Problem requirements
Reproduce the items below verbatim, starting at the line that contains "The component shall indicate each instance of the tree" and stopping after their last line, with both ends included.

Material supplied
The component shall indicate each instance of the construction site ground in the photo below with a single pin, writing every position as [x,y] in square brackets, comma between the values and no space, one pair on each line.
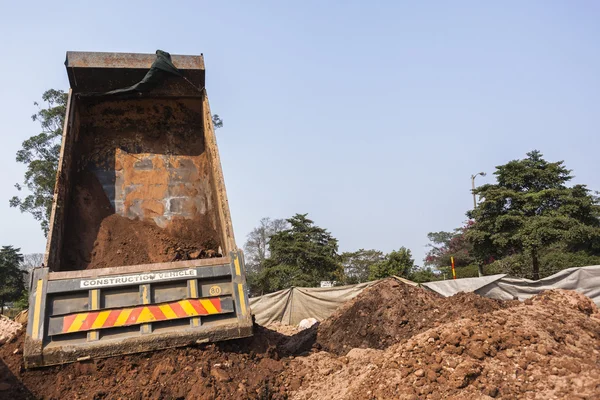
[393,341]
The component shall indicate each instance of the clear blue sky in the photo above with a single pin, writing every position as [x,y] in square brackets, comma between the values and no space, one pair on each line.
[369,116]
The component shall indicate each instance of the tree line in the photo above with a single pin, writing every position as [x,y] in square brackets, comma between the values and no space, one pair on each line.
[282,253]
[529,223]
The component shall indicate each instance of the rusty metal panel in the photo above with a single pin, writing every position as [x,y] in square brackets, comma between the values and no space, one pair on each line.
[148,163]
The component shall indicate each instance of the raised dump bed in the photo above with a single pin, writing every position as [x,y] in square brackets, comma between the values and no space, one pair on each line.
[141,253]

Solved exercise
The component shall indicate each instance of the tree line in the photo above with a single pin, writing every position as [x,y] in square brackets, comma between the values and no space, one pair on each line.
[282,253]
[529,223]
The component shall indicate each instance of the rusty metal panel in the photo above with a single pin, writing every position as [x,y] in square brackets, comma between the values and no space, one pair on each line.
[148,163]
The component shall indicate each instance of the raised dump bed in the photo above with a single pin, writing every position as [x,y] in square brackets, comma between the values and no space, one pair on each line.
[141,253]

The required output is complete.